**ACTIVITY**.
Print every line of the listing below verbatim, changing nothing.

DATA FOR THIS EXERCISE START

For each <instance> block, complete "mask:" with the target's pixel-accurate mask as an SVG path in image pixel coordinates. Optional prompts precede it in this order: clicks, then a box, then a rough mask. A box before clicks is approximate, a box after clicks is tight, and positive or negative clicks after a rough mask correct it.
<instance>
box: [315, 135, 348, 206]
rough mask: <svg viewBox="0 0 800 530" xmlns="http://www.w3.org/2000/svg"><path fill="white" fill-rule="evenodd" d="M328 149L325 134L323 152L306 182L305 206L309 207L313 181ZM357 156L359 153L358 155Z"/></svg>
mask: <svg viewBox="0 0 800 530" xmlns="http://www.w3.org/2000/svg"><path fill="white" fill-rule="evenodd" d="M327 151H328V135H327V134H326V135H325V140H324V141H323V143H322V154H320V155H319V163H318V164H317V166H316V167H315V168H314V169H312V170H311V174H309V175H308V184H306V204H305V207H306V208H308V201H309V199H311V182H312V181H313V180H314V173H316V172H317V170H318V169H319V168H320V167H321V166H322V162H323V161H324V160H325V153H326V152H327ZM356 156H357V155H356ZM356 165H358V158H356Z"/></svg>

DATA FOR THIS EXERCISE END

**EXERCISE OUTPUT**.
For each <instance> block, complete "mask:" with the target's pixel-accurate mask as an SVG path in image pixel coordinates. Optional prompts precede it in this order: clicks, then a box, then a rough mask. A box before clicks is approximate, a box after clicks is tight, and positive or negative clicks after a rough mask correct it.
<instance>
box: [315, 135, 348, 206]
rough mask: <svg viewBox="0 0 800 530" xmlns="http://www.w3.org/2000/svg"><path fill="white" fill-rule="evenodd" d="M328 149L325 134L323 152L306 182L305 206L309 207L313 181ZM357 156L359 153L358 155Z"/></svg>
mask: <svg viewBox="0 0 800 530" xmlns="http://www.w3.org/2000/svg"><path fill="white" fill-rule="evenodd" d="M327 151H328V135H327V134H326V135H325V140H324V141H323V143H322V154H320V155H319V163H318V164H317V166H316V167H315V168H314V169H312V170H311V174H309V175H308V184H306V204H305V207H306V208H308V201H309V199H311V182H312V181H313V180H314V173H316V172H317V170H318V169H319V168H320V167H321V166H322V162H323V161H324V160H325V153H326V152H327ZM356 156H357V155H356ZM356 165H358V158H356Z"/></svg>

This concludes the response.